→ DATA SHOWN
=====
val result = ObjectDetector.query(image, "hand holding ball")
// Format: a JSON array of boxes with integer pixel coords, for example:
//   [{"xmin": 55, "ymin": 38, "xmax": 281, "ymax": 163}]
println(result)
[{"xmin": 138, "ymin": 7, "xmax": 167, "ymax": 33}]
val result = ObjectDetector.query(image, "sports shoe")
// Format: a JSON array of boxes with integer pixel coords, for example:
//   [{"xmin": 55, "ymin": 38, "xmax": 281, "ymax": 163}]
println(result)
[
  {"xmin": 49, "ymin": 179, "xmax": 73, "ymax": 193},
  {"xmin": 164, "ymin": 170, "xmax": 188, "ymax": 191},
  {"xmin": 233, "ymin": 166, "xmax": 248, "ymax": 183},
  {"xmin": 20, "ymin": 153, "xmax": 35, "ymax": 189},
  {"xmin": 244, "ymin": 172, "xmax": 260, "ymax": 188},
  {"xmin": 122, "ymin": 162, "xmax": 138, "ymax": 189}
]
=====
→ GIVEN TASK
Write out every line above again, keeping each character, space, and line break the same.

→ TASK OUTPUT
val result = ObjectDetector.query(image, "hand holding ball")
// Format: a JSON array of boxes with integer pixel coords, for example:
//   [{"xmin": 55, "ymin": 38, "xmax": 281, "ymax": 163}]
println(result)
[{"xmin": 138, "ymin": 7, "xmax": 167, "ymax": 33}]
val result = ObjectDetector.query(image, "sports shoe")
// Format: a JSON array of boxes with integer pixel coords, for example:
//   [{"xmin": 55, "ymin": 38, "xmax": 281, "ymax": 163}]
println(result)
[
  {"xmin": 49, "ymin": 179, "xmax": 73, "ymax": 193},
  {"xmin": 164, "ymin": 170, "xmax": 188, "ymax": 191},
  {"xmin": 233, "ymin": 166, "xmax": 248, "ymax": 183},
  {"xmin": 20, "ymin": 153, "xmax": 35, "ymax": 189},
  {"xmin": 244, "ymin": 172, "xmax": 260, "ymax": 188},
  {"xmin": 122, "ymin": 162, "xmax": 138, "ymax": 189}
]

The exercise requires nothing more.